# [INSTRUCTION A]
Can you pull out every line of the listing below that contains the word "returns"?

I’m frightened enough for the both of ya.
What started as an idea to contemporize William Shakepeare‘s Romeo and Juliet on the East Side of Manhattan with star-crossed lovers of Irish Catholic and Jewish descent eventually found itself reworked to the opposite side of the island with religion removed so ethnicity could take its place. Jerome Robbins and Arthur Laurents altered things to hew closer towards the 1950s’ rise of street violence by embroiling rival gangs (descendants of Polish immigrants versus newly arrived Puerto Ricans) into a turf war. With Leonard Bernstein composing the music and newcomer Stephen Sondheim writing the lyrics (this would be his Broadway debut), West Side Story became a stage hit en route to winning two Tonys (on six nominations) before getting optioned for what would become a ten-time Oscar-winning cinematic adaptation.

# [INSTRUCTION B]
Could you extract the part of the West Side Story passage above that opens with the words "I’m frightened enough" and closes with "Oscar-winning cinematic adaptation."?

# [RECORDS TO USE]

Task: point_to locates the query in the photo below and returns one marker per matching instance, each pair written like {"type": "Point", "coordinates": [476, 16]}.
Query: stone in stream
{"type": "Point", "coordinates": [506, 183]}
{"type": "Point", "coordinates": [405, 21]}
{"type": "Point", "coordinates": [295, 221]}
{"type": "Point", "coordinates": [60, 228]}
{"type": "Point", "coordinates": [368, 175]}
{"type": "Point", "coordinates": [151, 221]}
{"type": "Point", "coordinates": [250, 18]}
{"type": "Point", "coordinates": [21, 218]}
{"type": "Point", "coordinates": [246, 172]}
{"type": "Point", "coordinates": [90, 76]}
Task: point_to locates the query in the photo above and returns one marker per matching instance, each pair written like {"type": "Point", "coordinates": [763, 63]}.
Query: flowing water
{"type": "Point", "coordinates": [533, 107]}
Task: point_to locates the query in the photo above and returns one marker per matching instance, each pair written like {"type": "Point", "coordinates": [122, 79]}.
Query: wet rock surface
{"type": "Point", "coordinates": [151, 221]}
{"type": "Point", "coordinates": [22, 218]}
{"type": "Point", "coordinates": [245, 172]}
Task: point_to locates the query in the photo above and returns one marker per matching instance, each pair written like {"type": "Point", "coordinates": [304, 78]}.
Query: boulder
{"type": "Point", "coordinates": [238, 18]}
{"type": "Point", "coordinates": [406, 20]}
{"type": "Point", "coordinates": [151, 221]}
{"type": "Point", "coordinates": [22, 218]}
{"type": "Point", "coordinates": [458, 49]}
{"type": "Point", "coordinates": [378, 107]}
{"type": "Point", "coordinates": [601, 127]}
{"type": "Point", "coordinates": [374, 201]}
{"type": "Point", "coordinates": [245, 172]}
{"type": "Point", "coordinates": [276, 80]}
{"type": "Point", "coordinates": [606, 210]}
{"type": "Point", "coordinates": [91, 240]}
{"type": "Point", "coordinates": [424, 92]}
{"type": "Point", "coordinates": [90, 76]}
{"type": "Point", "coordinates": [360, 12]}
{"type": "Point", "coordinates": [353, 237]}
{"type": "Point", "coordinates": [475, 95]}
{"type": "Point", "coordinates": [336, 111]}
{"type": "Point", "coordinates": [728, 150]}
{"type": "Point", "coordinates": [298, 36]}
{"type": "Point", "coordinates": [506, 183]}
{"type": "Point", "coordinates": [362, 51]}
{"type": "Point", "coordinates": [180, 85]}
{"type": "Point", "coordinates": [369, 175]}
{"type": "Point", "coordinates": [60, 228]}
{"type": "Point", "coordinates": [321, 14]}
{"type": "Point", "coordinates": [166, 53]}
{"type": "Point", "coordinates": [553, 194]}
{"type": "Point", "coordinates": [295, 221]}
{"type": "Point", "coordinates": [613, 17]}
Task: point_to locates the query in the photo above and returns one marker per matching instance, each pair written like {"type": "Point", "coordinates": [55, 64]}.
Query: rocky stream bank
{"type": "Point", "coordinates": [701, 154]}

# [TASK OUTPUT A]
Task: point_to locates the query in the photo below and returns one marker per matching instance, each pair written like {"type": "Point", "coordinates": [476, 16]}.
Task: point_to locates the query in the photo above and returns one marker per matching instance, each pair written like {"type": "Point", "coordinates": [763, 63]}.
Task: point_to locates the query in the photo above and returns one marker per matching instance, each pair written like {"type": "Point", "coordinates": [122, 79]}.
Task: point_to locates the query in the photo above and returns one marker per matching instance, each pair written like {"type": "Point", "coordinates": [304, 78]}.
Task: point_to locates the query in the photo above and returns one marker per matching instance, each pair written like {"type": "Point", "coordinates": [55, 64]}.

# [TASK OUTPUT B]
I’m frightened enough for the both of ya.
What started as an idea to contemporize William Shakepeare‘s Romeo and Juliet on the East Side of Manhattan with star-crossed lovers of Irish Catholic and Jewish descent eventually found itself reworked to the opposite side of the island with religion removed so ethnicity could take its place. Jerome Robbins and Arthur Laurents altered things to hew closer towards the 1950s’ rise of street violence by embroiling rival gangs (descendants of Polish immigrants versus newly arrived Puerto Ricans) into a turf war. With Leonard Bernstein composing the music and newcomer Stephen Sondheim writing the lyrics (this would be his Broadway debut), West Side Story became a stage hit en route to winning two Tonys (on six nominations) before getting optioned for what would become a ten-time Oscar-winning cinematic adaptation.